Please gather every line of the material below that contains the string "backpack" and copy each one in full. Treat the match as case-sensitive.

#### [THE RECORDS]
[BEGIN]

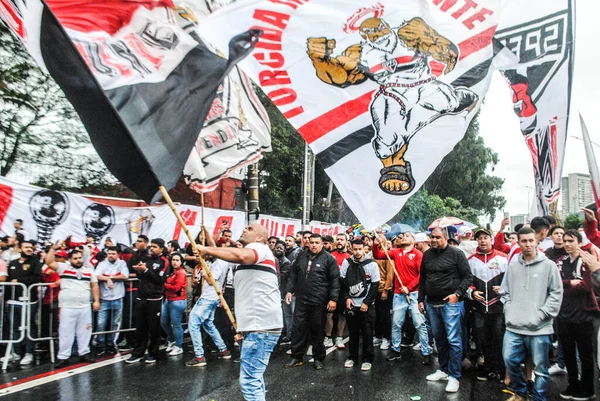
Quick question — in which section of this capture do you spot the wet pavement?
[0,344,598,401]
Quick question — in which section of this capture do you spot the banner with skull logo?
[199,0,572,228]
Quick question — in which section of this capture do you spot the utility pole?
[247,163,260,223]
[302,144,314,230]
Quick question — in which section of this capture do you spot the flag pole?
[158,185,237,332]
[380,234,410,305]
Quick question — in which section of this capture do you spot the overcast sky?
[479,0,600,228]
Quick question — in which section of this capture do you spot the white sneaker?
[20,353,33,366]
[548,363,567,376]
[446,376,460,393]
[426,369,448,382]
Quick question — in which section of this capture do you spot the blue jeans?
[427,301,465,379]
[281,295,296,339]
[160,299,187,348]
[392,291,431,355]
[96,298,123,347]
[188,298,227,358]
[240,331,280,401]
[502,330,552,401]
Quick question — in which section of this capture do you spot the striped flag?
[0,0,260,203]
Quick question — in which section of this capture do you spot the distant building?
[561,173,594,218]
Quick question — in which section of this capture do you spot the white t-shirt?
[201,259,236,301]
[234,242,283,332]
[96,259,129,301]
[57,263,98,308]
[340,257,380,307]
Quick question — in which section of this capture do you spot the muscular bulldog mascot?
[307,18,478,195]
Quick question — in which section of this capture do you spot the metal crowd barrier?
[0,282,28,370]
[19,273,193,362]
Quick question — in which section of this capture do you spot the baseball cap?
[54,250,69,259]
[323,235,334,243]
[475,228,492,239]
[414,233,429,242]
[457,226,473,237]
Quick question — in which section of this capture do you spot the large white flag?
[199,0,571,229]
[183,0,271,192]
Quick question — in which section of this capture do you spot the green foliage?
[423,117,506,219]
[393,189,480,230]
[0,25,115,186]
[564,213,583,230]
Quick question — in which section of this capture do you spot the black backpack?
[345,258,373,298]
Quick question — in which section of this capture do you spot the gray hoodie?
[502,251,563,336]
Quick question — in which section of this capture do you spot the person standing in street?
[125,238,169,364]
[340,239,379,371]
[418,228,473,393]
[198,224,283,401]
[285,234,340,370]
[501,227,571,401]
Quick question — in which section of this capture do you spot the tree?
[423,112,506,219]
[0,25,116,186]
[393,189,481,231]
[565,213,583,230]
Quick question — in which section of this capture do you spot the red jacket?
[373,244,423,294]
[165,268,187,301]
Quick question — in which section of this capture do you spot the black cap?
[473,228,492,239]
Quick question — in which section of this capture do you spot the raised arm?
[398,17,458,74]
[306,37,367,88]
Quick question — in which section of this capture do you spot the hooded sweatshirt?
[502,251,563,336]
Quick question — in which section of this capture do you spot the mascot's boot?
[379,144,415,195]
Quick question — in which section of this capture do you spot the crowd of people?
[0,209,600,401]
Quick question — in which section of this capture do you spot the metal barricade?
[0,282,28,370]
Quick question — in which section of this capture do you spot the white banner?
[0,177,245,246]
[199,0,571,229]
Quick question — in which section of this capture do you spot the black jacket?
[419,245,473,304]
[277,256,292,297]
[6,255,42,302]
[136,255,169,299]
[286,249,340,306]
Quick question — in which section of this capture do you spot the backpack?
[345,258,373,298]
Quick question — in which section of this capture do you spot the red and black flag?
[0,0,259,202]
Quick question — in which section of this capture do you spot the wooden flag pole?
[379,234,410,305]
[158,185,237,332]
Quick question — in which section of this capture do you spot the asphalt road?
[0,338,598,401]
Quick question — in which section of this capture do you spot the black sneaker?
[572,390,596,401]
[79,353,96,363]
[54,359,69,369]
[385,350,402,362]
[283,358,304,368]
[119,343,133,351]
[475,368,492,382]
[125,355,143,363]
[185,356,206,367]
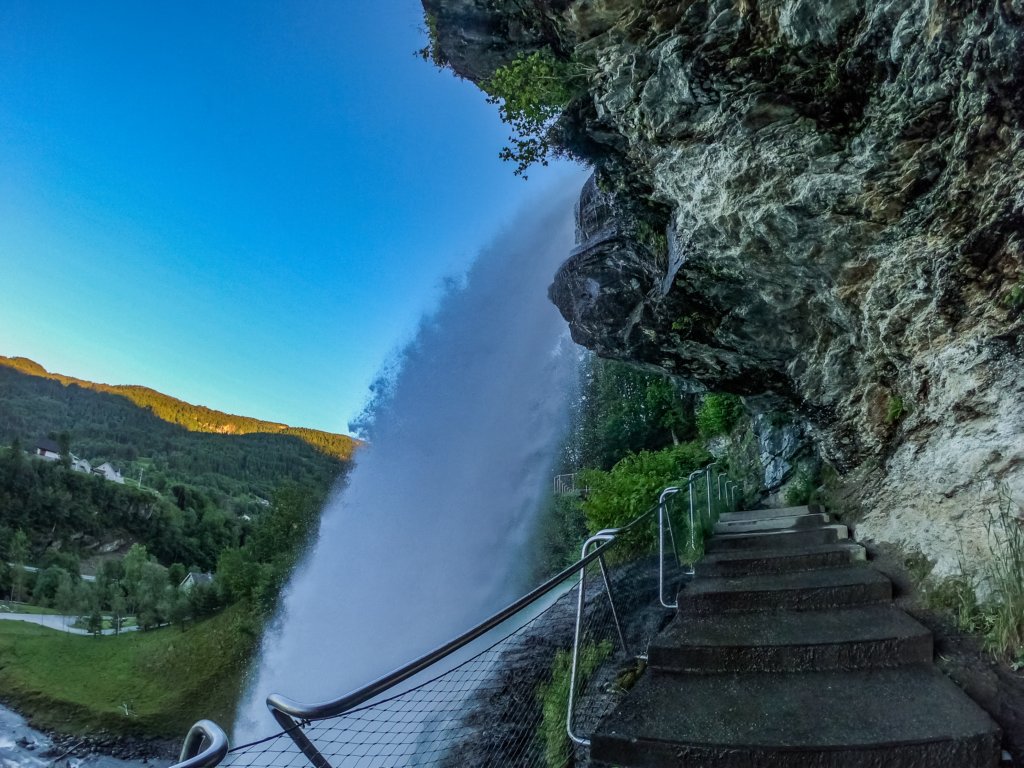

[END]

#### [RESULT OF THE EXERCISE]
Quick question — in which section of this capture do you spot the black backpack?
Quick question — in which section of this capture do you spot the backpack?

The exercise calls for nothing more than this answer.